Copy out the entries below from the line containing "of the textured" down to the line containing "[[384, 59]]". Replace "textured ceiling" with "plaster ceiling" and keep everything else unchanged.

————

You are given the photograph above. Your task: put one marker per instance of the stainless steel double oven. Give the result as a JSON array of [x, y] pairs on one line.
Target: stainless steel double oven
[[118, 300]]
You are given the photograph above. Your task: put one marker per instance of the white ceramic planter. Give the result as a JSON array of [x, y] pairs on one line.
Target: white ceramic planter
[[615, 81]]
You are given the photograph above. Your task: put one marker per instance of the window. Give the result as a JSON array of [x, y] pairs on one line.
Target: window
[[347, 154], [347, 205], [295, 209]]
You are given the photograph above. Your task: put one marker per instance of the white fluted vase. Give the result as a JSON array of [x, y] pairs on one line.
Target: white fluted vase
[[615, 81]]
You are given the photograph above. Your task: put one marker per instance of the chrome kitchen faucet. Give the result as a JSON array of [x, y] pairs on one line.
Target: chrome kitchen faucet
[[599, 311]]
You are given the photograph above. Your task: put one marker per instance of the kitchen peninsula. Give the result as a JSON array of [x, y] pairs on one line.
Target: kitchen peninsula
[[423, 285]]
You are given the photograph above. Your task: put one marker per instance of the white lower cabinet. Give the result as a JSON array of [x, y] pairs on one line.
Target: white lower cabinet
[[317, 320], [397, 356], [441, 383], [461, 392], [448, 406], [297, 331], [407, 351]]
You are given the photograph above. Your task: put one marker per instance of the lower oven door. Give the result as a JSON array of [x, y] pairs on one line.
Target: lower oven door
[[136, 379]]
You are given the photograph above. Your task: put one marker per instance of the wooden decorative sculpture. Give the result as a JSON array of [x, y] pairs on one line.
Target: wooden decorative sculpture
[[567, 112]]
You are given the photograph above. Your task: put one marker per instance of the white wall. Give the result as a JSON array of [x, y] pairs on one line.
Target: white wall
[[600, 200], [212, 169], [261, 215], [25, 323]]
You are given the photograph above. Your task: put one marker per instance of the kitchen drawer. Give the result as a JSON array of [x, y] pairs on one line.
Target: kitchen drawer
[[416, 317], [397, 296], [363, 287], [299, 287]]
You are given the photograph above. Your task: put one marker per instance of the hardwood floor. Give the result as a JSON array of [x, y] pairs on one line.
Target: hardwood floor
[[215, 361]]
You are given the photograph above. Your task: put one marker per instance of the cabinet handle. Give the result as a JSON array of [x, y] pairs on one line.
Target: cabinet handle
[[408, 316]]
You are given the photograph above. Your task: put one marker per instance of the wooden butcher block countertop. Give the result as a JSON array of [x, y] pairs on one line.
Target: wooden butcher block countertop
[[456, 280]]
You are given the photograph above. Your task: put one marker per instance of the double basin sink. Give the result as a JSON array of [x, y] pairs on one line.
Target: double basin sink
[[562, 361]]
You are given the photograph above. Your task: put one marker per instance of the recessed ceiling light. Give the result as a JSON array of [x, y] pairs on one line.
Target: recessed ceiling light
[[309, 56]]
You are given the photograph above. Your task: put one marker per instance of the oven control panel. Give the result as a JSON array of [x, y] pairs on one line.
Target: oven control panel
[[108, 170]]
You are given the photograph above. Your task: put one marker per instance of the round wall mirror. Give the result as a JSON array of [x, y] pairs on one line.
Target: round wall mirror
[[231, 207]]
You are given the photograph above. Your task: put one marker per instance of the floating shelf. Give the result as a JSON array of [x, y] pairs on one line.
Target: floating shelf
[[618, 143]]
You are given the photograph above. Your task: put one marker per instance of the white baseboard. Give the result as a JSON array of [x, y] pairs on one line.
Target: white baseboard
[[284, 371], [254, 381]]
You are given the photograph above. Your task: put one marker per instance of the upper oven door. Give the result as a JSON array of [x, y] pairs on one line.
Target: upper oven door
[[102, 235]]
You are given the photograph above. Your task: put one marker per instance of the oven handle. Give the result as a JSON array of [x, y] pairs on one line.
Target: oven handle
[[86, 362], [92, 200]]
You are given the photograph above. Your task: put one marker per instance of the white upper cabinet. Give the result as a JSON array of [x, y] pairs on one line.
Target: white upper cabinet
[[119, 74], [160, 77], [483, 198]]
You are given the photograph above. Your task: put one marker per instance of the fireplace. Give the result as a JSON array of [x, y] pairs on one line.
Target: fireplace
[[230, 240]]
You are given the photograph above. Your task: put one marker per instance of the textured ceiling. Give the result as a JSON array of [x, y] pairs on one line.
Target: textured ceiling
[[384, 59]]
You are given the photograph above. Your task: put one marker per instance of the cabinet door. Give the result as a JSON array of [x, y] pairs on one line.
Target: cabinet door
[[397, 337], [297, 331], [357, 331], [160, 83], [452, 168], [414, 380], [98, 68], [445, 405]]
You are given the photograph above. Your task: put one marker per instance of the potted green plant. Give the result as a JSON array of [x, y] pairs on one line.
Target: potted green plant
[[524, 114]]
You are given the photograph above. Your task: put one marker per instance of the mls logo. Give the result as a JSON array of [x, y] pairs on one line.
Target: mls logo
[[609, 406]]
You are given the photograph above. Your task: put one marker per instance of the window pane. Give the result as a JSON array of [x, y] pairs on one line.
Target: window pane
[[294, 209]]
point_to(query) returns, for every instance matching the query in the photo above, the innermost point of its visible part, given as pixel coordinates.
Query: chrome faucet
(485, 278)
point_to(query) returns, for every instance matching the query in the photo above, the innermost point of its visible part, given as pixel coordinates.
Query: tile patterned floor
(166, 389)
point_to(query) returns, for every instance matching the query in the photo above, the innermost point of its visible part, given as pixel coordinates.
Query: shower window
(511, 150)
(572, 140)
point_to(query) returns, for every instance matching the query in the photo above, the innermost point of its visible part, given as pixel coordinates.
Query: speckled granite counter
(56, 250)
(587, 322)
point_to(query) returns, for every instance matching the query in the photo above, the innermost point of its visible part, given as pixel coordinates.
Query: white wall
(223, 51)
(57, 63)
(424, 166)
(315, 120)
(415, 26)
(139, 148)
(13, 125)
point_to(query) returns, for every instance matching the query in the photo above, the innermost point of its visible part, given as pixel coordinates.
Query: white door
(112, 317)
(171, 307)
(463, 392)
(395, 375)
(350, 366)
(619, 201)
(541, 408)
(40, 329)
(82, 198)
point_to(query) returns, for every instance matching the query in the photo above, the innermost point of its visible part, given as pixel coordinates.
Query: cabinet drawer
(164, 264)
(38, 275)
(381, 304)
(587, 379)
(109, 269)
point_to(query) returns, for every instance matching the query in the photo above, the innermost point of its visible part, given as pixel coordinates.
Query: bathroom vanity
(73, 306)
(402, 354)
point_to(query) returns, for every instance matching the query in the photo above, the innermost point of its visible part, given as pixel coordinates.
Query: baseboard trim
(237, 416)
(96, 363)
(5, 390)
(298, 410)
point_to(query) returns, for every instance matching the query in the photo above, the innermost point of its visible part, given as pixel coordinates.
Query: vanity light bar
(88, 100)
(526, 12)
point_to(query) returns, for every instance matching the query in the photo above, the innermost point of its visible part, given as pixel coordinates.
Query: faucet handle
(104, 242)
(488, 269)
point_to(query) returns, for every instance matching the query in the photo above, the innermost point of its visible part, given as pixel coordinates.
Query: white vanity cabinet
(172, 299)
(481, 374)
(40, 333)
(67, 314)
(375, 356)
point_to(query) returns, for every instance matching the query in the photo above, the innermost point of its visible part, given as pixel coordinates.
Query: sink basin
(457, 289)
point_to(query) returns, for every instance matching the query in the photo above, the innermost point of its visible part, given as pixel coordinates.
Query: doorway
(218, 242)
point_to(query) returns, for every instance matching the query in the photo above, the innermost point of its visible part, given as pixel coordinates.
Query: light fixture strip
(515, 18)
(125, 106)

————

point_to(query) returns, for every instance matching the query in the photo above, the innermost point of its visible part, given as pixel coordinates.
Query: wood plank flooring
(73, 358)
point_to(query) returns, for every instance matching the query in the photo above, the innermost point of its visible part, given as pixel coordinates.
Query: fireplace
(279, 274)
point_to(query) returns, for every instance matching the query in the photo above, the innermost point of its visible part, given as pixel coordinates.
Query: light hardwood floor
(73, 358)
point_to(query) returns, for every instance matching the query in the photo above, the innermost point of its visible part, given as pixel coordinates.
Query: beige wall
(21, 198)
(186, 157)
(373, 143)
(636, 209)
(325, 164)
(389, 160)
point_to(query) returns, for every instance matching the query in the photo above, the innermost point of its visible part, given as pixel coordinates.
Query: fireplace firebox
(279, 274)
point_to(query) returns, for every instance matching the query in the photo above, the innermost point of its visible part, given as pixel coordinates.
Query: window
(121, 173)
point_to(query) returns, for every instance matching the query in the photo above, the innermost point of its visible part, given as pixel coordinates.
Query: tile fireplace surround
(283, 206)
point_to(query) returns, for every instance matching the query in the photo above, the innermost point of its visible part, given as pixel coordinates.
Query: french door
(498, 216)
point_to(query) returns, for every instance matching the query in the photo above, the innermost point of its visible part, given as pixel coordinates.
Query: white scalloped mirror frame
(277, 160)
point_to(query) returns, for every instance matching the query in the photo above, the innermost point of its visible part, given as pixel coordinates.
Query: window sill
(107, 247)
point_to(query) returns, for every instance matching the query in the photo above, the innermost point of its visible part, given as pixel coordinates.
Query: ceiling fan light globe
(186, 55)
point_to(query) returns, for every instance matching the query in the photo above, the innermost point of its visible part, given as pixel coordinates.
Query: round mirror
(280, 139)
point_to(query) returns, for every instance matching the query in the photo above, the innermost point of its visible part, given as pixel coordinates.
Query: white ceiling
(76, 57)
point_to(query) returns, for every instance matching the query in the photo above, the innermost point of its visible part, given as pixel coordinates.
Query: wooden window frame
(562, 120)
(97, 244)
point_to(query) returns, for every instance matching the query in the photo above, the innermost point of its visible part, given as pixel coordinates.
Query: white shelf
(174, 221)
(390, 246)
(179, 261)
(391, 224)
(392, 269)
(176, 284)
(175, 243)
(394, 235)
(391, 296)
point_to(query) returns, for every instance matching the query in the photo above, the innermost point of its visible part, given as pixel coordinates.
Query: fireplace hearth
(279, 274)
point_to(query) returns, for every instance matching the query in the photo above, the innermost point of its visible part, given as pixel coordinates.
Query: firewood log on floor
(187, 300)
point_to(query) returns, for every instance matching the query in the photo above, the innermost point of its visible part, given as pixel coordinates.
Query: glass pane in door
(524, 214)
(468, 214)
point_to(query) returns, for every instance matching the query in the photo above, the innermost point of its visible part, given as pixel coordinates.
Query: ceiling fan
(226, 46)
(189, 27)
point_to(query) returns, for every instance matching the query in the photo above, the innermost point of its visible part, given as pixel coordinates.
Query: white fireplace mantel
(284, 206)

————

Task response:
You are given the photograph above. Your task: put one marker per instance of the plaster ceiling. Give the result as a JSON array of [x, y] pairs on one line.
Target: plaster ceiling
[[384, 59]]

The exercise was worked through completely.